Document passage -
-*-

It’s now every member for itself.
At a chaotic meeting Friday in Vienna that was expected to last
four hours but expanded to nearly seven, the Organization of
Petroleum Exporting Countries tossed aside the idea of limiting
production to control prices. Instead, it went all in for the
one-year-old Saudi Arabia-led policy of pumping, pumping,
pumping until rivals -- external, such as Russia and U.S. shale
drillers, as well as internal -- are squeezed out of market
share.
“Lots of people said that OPEC was dead; OPEC itself just
confirmed it,” Jamie Webster, a Washington-based oil analyst for
IHS Inc., said in Vienna.
OPEC has set a production target almost without interruption
since 1982, though member countries often ignored it and pumped
well above it. The ceiling of 30 million barrels a day, in place
since 2011 and now abandoned as too rigid, is no exception.

-*-

Location identification entries
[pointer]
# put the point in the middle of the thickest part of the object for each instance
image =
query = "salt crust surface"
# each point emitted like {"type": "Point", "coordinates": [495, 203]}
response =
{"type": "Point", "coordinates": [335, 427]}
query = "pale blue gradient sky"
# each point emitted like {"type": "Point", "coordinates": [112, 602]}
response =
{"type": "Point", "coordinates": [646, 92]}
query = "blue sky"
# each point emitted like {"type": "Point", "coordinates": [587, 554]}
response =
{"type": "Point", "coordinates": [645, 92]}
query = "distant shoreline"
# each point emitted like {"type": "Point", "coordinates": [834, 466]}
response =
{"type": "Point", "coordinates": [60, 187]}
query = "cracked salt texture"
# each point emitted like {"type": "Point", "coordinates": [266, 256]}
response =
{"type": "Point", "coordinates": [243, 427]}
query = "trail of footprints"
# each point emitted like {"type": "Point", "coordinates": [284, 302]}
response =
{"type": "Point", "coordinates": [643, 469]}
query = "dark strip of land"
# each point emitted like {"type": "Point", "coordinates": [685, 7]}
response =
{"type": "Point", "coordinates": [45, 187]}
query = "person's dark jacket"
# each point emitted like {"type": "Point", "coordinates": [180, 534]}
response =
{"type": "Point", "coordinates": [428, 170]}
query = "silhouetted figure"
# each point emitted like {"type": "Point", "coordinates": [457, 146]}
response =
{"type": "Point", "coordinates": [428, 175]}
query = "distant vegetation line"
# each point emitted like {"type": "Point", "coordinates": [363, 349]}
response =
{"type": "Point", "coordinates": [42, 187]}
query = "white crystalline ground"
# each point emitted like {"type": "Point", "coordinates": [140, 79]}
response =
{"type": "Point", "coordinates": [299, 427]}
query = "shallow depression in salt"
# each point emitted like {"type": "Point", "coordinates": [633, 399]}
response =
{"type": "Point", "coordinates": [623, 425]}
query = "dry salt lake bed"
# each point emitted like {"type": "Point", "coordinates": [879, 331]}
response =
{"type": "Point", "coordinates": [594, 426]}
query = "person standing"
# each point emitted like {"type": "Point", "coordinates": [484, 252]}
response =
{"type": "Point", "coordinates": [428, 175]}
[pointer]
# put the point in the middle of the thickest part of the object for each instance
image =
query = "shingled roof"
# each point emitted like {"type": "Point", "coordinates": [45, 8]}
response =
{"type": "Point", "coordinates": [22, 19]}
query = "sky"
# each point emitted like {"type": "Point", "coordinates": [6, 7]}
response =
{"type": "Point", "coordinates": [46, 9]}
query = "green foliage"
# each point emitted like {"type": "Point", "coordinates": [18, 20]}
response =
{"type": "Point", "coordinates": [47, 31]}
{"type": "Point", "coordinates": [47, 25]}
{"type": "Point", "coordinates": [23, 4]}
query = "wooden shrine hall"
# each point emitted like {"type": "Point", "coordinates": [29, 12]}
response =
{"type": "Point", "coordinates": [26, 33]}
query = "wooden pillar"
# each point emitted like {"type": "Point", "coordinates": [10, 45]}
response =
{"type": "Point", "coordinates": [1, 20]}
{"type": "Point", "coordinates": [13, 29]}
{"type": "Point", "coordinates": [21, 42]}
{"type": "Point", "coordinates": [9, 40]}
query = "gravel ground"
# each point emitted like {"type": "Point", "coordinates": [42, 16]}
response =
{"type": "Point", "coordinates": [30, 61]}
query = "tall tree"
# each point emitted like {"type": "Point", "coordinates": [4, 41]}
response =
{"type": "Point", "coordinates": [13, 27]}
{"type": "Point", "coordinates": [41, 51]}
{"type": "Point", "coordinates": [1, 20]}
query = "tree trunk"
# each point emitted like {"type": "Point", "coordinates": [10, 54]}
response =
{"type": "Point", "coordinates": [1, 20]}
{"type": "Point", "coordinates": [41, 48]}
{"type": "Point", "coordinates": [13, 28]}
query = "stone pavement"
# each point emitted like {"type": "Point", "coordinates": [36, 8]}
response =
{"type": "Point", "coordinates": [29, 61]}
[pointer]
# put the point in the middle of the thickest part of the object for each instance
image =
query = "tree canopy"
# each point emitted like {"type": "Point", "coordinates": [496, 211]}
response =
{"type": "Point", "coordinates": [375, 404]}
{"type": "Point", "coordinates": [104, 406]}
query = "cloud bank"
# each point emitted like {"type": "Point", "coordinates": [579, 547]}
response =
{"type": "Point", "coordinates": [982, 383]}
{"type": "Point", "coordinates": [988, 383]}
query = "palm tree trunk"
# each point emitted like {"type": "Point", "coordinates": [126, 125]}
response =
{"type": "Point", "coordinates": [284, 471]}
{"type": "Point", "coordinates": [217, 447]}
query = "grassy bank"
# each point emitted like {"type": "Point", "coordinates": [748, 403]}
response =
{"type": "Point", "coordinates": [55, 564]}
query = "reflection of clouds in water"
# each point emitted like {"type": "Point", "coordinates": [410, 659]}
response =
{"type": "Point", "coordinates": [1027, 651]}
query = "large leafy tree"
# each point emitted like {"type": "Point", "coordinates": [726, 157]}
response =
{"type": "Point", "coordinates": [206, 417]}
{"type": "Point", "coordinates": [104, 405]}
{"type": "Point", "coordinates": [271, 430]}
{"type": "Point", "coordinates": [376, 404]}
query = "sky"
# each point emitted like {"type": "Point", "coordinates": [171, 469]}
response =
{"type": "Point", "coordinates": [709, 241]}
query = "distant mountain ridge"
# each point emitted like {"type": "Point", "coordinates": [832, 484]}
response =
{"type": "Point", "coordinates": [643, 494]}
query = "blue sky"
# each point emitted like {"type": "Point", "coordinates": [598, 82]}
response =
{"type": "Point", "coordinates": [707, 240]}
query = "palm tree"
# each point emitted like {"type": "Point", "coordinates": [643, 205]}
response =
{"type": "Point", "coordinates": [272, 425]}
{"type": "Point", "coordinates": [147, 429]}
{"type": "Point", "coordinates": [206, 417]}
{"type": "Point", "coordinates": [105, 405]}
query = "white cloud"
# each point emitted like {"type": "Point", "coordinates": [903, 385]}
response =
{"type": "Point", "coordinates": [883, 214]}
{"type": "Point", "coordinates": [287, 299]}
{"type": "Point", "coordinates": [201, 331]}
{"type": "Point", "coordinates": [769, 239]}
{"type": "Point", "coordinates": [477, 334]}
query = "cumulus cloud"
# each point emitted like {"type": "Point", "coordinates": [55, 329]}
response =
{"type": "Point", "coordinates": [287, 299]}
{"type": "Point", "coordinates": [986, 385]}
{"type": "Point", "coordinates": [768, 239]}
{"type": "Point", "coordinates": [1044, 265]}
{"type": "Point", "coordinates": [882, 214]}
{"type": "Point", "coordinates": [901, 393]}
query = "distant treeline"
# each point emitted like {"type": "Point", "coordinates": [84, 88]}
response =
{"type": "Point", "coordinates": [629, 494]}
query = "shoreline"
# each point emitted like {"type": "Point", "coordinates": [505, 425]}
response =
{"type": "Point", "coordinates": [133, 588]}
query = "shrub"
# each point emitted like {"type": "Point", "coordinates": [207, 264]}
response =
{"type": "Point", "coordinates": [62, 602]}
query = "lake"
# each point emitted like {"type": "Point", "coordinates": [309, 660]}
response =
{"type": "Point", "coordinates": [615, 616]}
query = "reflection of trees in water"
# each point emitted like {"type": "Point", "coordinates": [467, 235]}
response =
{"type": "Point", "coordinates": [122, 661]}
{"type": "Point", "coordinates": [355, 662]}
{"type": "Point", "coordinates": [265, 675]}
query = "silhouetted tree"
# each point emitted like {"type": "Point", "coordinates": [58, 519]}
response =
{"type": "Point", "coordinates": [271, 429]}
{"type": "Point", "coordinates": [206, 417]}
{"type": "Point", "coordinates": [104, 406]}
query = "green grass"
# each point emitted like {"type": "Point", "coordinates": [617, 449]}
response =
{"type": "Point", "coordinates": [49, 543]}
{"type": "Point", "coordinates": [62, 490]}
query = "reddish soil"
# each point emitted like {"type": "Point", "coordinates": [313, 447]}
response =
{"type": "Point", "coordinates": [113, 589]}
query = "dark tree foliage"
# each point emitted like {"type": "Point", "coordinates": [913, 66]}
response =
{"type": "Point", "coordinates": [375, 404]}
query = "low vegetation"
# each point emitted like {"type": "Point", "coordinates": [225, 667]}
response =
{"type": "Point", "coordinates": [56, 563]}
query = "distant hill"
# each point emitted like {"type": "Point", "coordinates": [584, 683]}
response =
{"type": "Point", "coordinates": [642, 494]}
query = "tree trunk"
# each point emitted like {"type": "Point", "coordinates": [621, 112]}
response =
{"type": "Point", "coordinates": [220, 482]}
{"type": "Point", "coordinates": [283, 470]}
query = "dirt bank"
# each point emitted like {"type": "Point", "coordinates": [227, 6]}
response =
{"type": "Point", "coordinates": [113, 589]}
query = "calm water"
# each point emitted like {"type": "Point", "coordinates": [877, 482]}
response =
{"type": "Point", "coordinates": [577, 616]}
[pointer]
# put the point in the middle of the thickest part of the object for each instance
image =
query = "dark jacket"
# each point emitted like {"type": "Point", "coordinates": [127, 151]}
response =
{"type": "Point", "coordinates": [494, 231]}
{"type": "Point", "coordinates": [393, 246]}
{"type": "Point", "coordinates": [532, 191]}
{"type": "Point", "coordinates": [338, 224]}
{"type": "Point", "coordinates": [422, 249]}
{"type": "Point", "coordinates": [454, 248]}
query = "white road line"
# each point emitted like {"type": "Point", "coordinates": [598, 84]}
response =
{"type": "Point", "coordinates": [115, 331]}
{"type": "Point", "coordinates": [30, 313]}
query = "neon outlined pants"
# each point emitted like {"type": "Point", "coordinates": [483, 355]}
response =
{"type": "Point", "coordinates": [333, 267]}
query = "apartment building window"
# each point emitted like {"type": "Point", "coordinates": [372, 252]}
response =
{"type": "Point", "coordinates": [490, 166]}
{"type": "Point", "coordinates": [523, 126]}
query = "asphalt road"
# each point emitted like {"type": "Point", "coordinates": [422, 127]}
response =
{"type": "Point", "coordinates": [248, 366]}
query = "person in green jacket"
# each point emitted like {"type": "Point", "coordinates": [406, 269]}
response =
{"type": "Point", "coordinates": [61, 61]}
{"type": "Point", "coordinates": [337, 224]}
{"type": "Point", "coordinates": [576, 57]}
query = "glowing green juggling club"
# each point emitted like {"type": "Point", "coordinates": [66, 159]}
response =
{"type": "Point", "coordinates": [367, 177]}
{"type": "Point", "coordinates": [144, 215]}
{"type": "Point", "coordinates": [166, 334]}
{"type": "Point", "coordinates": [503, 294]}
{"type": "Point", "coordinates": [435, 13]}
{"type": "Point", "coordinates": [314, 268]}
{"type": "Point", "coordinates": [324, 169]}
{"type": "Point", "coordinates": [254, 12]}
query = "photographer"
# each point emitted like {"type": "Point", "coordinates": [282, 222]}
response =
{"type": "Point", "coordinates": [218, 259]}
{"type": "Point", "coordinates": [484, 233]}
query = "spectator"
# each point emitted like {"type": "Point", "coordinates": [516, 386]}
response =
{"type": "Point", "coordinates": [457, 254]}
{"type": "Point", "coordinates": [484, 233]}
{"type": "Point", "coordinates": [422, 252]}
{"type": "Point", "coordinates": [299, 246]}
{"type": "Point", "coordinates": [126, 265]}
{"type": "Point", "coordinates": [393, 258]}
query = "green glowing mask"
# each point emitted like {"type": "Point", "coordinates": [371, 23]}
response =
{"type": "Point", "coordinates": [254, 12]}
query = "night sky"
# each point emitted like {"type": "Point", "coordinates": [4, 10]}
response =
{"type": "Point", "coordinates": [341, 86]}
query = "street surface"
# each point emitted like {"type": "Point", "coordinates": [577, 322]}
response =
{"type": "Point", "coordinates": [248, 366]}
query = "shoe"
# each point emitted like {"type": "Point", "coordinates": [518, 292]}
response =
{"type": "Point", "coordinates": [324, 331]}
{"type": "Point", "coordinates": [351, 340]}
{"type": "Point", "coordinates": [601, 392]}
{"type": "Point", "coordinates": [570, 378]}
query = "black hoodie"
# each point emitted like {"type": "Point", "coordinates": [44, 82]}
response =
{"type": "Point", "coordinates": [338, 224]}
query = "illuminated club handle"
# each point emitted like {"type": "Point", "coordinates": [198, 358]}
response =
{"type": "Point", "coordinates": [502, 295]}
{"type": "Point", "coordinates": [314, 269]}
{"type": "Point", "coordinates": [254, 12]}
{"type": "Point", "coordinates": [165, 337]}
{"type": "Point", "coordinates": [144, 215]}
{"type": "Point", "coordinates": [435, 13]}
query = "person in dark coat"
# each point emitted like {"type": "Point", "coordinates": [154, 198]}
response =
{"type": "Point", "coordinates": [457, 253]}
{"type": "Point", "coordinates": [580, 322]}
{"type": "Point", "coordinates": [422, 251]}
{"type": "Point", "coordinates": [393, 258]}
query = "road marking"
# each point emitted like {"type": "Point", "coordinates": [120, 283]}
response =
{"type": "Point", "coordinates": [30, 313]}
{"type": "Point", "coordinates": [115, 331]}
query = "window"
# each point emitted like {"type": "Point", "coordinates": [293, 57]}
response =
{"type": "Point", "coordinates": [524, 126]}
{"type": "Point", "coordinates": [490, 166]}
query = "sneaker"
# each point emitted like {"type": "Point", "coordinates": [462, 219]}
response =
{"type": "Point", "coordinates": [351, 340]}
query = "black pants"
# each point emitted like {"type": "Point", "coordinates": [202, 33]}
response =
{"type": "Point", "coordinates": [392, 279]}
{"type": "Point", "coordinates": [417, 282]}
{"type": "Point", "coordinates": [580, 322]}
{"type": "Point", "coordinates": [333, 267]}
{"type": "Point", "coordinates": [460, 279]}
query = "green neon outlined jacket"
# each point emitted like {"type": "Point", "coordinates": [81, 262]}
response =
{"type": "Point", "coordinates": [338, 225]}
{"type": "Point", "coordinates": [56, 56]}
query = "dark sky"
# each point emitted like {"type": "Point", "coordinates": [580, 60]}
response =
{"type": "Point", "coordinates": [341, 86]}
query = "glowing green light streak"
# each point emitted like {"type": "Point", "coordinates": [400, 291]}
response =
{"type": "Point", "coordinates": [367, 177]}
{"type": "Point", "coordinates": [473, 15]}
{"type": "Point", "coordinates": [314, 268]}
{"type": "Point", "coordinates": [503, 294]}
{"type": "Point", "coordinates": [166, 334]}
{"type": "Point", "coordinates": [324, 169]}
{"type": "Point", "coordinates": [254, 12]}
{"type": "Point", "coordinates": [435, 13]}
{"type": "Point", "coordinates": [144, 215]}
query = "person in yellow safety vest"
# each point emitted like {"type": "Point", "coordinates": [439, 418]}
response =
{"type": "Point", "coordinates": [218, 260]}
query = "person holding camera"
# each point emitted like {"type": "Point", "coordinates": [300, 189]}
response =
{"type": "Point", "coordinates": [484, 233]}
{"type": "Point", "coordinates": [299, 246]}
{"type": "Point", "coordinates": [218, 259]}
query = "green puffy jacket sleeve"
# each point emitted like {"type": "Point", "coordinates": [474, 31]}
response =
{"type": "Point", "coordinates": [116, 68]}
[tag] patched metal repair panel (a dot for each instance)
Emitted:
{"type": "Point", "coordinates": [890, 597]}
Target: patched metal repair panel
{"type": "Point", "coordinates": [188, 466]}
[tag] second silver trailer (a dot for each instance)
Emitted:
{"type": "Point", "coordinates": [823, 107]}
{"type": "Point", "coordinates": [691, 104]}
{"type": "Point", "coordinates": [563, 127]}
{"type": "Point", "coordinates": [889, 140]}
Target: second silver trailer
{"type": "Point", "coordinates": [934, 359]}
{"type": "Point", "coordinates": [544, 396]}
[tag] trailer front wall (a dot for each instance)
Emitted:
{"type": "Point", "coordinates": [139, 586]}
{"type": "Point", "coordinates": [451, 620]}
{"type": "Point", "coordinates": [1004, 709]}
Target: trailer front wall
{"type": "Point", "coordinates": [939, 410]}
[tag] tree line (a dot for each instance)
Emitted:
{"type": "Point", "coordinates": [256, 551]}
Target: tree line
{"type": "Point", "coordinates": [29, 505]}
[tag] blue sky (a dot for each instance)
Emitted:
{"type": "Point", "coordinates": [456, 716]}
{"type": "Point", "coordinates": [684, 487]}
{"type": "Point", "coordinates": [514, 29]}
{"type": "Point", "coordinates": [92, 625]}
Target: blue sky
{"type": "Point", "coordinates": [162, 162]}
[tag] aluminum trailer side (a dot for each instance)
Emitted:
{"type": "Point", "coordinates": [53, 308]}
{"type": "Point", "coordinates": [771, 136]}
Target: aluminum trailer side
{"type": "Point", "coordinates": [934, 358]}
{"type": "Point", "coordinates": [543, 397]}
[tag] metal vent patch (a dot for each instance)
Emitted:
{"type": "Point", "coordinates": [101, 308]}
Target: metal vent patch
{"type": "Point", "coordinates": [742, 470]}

-*-

Exercise 1 - In the OPEC passage, what daily production ceiling had been in place since 2011?
Exercise 2 - Output the OPEC passage from "It’s now every" up to and including "said in Vienna.".
The records are separate from the OPEC passage.

Expected output 1 - 30 million barrels a day.

Expected output 2 -
It’s now every member for itself.
At a chaotic meeting Friday in Vienna that was expected to last
four hours but expanded to nearly seven, the Organization of
Petroleum Exporting Countries tossed aside the idea of limiting
production to control prices. Instead, it went all in for the
one-year-old Saudi Arabia-led policy of pumping, pumping,
pumping until rivals -- external, such as Russia and U.S. shale
drillers, as well as internal -- are squeezed out of market
share.
“Lots of people said that OPEC was dead; OPEC itself just
confirmed it,” Jamie Webster, a Washington-based oil analyst for
IHS Inc., said in Vienna.